**What you will do**: Search the entries for the word "excavator" and return every line where it is found.

**Available data**:
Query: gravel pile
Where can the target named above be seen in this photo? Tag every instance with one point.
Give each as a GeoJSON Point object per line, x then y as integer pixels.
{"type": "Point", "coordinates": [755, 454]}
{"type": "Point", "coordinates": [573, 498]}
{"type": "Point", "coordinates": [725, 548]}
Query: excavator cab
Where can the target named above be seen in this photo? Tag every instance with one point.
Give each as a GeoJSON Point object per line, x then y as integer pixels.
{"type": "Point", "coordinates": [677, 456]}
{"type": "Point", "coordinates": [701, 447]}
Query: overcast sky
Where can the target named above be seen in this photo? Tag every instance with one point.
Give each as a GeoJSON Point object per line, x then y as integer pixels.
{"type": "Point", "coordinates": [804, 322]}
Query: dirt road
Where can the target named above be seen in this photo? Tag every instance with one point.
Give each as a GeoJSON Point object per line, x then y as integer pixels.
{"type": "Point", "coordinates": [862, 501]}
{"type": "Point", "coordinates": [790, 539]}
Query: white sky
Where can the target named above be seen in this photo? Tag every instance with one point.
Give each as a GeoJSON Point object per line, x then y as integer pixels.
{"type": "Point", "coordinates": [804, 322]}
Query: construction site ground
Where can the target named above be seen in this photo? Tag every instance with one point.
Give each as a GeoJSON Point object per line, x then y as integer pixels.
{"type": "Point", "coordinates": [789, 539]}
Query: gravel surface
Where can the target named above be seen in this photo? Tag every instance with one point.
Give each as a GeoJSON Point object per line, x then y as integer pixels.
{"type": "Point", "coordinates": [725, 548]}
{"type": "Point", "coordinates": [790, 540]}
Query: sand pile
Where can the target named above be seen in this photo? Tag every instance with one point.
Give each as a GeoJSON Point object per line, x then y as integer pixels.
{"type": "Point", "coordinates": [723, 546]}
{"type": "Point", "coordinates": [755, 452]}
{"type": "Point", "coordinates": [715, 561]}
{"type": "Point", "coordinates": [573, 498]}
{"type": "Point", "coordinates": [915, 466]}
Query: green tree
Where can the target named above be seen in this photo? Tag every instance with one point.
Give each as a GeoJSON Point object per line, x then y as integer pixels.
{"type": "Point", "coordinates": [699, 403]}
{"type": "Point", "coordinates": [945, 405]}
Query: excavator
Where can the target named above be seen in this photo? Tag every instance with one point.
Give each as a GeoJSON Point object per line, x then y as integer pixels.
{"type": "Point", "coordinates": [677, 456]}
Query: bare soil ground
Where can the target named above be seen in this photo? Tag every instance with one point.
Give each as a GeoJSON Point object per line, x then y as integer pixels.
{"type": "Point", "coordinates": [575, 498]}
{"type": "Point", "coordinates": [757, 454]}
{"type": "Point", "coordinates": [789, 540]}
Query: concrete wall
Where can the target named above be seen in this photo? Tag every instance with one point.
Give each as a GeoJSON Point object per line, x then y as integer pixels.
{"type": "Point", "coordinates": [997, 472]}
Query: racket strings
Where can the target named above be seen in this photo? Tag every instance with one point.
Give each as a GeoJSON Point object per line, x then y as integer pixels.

**Response box**:
Query: excavator cab
Query: excavator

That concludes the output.